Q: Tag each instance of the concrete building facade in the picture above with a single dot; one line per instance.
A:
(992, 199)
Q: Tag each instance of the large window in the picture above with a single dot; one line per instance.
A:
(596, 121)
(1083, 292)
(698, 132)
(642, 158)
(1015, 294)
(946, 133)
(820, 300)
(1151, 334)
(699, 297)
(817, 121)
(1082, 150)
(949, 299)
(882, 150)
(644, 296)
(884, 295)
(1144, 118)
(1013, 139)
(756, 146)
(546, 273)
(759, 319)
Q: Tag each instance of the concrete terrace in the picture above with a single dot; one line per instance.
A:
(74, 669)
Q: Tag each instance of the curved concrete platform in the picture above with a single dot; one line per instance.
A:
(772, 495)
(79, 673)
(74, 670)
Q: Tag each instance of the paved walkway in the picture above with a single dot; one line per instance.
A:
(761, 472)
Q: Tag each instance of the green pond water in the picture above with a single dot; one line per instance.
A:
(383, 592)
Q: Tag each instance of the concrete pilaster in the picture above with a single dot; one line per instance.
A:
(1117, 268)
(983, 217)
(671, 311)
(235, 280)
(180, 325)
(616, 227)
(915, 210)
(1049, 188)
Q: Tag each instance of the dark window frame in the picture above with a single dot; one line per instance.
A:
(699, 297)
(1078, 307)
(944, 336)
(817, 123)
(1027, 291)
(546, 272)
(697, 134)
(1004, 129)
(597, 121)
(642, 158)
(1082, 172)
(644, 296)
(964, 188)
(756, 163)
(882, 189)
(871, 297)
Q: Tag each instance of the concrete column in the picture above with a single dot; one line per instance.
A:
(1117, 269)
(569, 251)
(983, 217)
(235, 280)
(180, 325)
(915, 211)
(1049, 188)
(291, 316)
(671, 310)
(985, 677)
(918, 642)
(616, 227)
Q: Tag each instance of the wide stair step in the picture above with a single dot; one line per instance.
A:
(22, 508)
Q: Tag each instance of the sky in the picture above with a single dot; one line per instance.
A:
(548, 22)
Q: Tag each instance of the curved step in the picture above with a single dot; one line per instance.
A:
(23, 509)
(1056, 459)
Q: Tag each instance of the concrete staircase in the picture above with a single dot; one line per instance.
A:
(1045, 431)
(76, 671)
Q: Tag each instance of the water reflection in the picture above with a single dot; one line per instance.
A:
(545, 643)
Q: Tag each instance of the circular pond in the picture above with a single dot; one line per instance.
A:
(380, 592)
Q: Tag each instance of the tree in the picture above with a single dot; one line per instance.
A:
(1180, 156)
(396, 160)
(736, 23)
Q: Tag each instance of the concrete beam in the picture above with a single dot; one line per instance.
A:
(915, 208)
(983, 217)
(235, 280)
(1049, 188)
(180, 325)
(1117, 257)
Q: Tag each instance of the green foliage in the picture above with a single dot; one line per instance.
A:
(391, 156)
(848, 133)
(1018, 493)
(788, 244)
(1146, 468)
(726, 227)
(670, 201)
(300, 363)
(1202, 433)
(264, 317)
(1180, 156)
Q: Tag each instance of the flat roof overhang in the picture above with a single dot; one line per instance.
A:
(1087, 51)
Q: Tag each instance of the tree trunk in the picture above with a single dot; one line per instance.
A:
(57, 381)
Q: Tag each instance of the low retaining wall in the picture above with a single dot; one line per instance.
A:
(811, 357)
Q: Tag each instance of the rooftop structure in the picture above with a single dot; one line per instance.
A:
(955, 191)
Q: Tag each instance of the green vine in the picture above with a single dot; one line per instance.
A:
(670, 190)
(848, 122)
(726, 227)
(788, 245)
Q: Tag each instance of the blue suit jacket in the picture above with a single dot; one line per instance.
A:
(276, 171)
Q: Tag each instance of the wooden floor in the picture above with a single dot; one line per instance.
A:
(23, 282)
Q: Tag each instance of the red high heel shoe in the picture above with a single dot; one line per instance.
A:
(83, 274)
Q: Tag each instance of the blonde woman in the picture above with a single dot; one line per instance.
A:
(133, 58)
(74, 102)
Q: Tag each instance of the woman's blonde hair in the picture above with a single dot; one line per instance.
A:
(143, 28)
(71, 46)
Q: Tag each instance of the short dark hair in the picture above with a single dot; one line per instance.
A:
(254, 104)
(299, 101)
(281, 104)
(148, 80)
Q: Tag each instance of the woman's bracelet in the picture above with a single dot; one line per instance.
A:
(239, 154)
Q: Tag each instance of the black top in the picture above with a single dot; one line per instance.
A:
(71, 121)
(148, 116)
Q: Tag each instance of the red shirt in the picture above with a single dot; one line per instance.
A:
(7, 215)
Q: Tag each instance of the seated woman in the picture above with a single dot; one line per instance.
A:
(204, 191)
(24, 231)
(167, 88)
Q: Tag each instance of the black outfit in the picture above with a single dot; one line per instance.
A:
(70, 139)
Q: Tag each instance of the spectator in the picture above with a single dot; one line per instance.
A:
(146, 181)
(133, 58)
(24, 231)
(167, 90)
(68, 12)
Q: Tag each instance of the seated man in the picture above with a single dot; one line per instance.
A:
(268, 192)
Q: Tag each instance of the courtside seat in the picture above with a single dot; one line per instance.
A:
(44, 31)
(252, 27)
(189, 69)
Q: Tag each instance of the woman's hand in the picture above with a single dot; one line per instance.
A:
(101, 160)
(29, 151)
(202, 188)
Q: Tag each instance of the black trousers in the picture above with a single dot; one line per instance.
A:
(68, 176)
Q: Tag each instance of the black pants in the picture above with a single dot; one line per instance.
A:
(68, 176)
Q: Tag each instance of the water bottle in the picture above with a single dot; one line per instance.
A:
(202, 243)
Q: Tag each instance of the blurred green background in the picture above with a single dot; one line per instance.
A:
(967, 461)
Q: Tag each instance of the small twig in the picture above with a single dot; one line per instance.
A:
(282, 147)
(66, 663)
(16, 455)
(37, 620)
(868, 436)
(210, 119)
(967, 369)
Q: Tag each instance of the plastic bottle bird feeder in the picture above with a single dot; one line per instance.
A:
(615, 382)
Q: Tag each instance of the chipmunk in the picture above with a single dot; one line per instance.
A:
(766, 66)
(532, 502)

______________________________

What you need to do.
The entries above must be returned in full, exactly as shown.

The result.
Q: Tag each instance of the concrete building facade in the picture above with a single dot; one line per instance.
A:
(992, 199)
Q: Tag each instance of the large window in the picture above with a single dot; one line per instance.
A:
(596, 121)
(1083, 292)
(698, 132)
(642, 158)
(1015, 294)
(946, 133)
(820, 300)
(1151, 334)
(699, 297)
(817, 121)
(1082, 150)
(949, 299)
(882, 150)
(644, 296)
(884, 295)
(1144, 118)
(1013, 139)
(756, 146)
(546, 273)
(759, 319)
Q: Tag each instance of the concrete terrace in the picture above with a single dot; one line per instance.
A:
(74, 669)
Q: Tag each instance of the curved concrete platform in the picture above with a single dot; one line per instance.
A:
(772, 495)
(79, 673)
(74, 670)
Q: Tag each instance of the paved walkway in the picture above with a single dot; one line per instance.
A:
(761, 472)
Q: Tag each instance of the green pond water in the picture above with a single dot; one line per instance.
A:
(383, 592)
Q: Tag each instance of the concrete pilaster in the picture above with a single dot; one line per instance.
A:
(1117, 268)
(983, 217)
(671, 311)
(235, 280)
(180, 325)
(616, 227)
(915, 210)
(1049, 188)
Q: Tag each instance of the dark window frame in the picture above with a single dot; one line per instance.
A:
(699, 297)
(1078, 307)
(944, 336)
(817, 123)
(1027, 291)
(546, 272)
(697, 134)
(1004, 129)
(597, 121)
(642, 158)
(1082, 172)
(644, 296)
(964, 188)
(756, 163)
(882, 189)
(871, 297)
Q: Tag each instance of the concrete column in the picture above with a single dot; one line per instance.
A:
(1117, 269)
(569, 251)
(983, 217)
(235, 280)
(180, 325)
(915, 211)
(1049, 188)
(291, 316)
(671, 310)
(985, 677)
(918, 642)
(616, 227)
Q: Tag each instance of the wide stair step in the picture above with a single dot; one line per instance.
A:
(22, 508)
Q: Tag each instance of the sky in the picture above with a single dot; one line per instance.
A:
(548, 22)
Q: Tag each instance of the curved step in the picture above with a single dot; one line per instance.
A:
(23, 509)
(1056, 459)
Q: Tag each instance of the concrete staircase in the picture above with a single dot; one line per instance.
A:
(1045, 431)
(76, 671)
Q: Tag each instance of the water reflection in the picture above with a single dot; one line per instance.
A:
(545, 643)
Q: Tag each instance of the circular pond in the picture above with a single dot; one line per instance.
A:
(380, 592)
Q: Tag each instance of the tree in the picture above with a single dot; one line per instance.
A:
(1180, 156)
(396, 160)
(736, 23)
Q: Tag each instance of the concrete beam in the picture above with a single dot; one line per instance.
A:
(915, 208)
(983, 217)
(235, 280)
(1049, 188)
(180, 325)
(1117, 257)
Q: Tag each instance of the green foliage in the picture above with a single dot; one line per instance.
A:
(391, 156)
(848, 133)
(1018, 493)
(788, 244)
(1146, 468)
(726, 227)
(670, 201)
(300, 363)
(1202, 433)
(264, 317)
(1180, 156)
Q: Tag each instance of the flat roof overhang in the picture above with a single dot; one line per instance.
A:
(1087, 51)
Q: Tag each instance of the tree trunk in the picture above with a single dot; one line per instance.
A:
(57, 381)
Q: Tag each instance of the low retaining wall in the picture above with a single dot; one line per instance.
A:
(811, 357)
Q: Tag each instance of the rooftop structure in the picture above with a single dot; one line per instance.
A:
(955, 191)
Q: Tag each instance of the green vine in the picture above with a single dot; one line per instance.
A:
(670, 190)
(848, 122)
(726, 227)
(788, 245)
Q: Tag each instance of the blue suit jacket in the picture above with a single dot; one line per instance.
A:
(276, 171)
Q: Tag each instance of the wooden floor in the picture above with a single dot; one line per instance.
A:
(23, 282)
Q: Tag each instance of the red high heel shoe in the picture above with a single dot; one line per instance.
A:
(83, 274)
Q: Tag each instance of the blonde woman in the picture above with a single dot; one line per instance.
A:
(133, 58)
(74, 102)
Q: Tag each instance of the woman's blonde hair in the picture above with a single dot; one line per instance.
A:
(143, 28)
(71, 46)
Q: Tag each instance of the short dark hair in the picture above with a single dot; one line per instance.
A:
(254, 104)
(299, 101)
(281, 104)
(148, 80)
Q: Tag each instance of the woman's bracelet in the picture above with a single dot; one line per instance.
A:
(239, 154)
Q: Tag each instance of the black top in the picture above with a single dot; one line per instance.
A:
(71, 121)
(148, 116)
Q: Tag each instance of the red shirt in the picture above with a single dot; one line per instance.
A:
(7, 215)
Q: Tag each instance of the seated woman in the picture above with a single dot; one line per instance.
A:
(204, 191)
(24, 231)
(167, 88)
Q: Tag each instance of the black outfit in the picture above with a single dot; one line per instance.
A:
(70, 139)
Q: Tag each instance of the spectator in the picture above with a single dot; one line per instance.
A:
(146, 181)
(133, 58)
(24, 231)
(167, 90)
(68, 12)
Q: Tag each instance of the seated man in the picture above with a single dot; one line per instance.
A:
(268, 192)
Q: Tag each instance of the courtside seat in the picture above with a single dot; one line per instance.
A:
(44, 31)
(252, 27)
(189, 69)
Q: Tag each instance of the woman's hand in the picture above with a single dot; one line per instance.
A:
(101, 160)
(29, 151)
(202, 188)
Q: Tag each instance of the black trousers in the picture above with a single dot; one line per instance.
A:
(68, 176)
Q: Tag each instance of the black pants in the picture above with a single dot; one line per instance.
A:
(68, 176)
Q: Tag each instance of the water bottle in the picture above with a single dot; one line per instance.
A:
(202, 243)
Q: Tag each instance of the blurred green background in the picture above with a single dot; one line per instance.
A:
(967, 461)
Q: Tag each instance of the small twig in the picture above with a single dot; one line per instance.
A:
(282, 147)
(66, 663)
(16, 455)
(37, 620)
(868, 436)
(210, 119)
(967, 369)
Q: Tag each instance of the plastic bottle bird feeder in the picture above with a single dot; one line per instance.
A:
(615, 382)
Q: Tag each instance of the chipmunk in the picture above with a single dot; one line per instance.
A:
(766, 66)
(532, 502)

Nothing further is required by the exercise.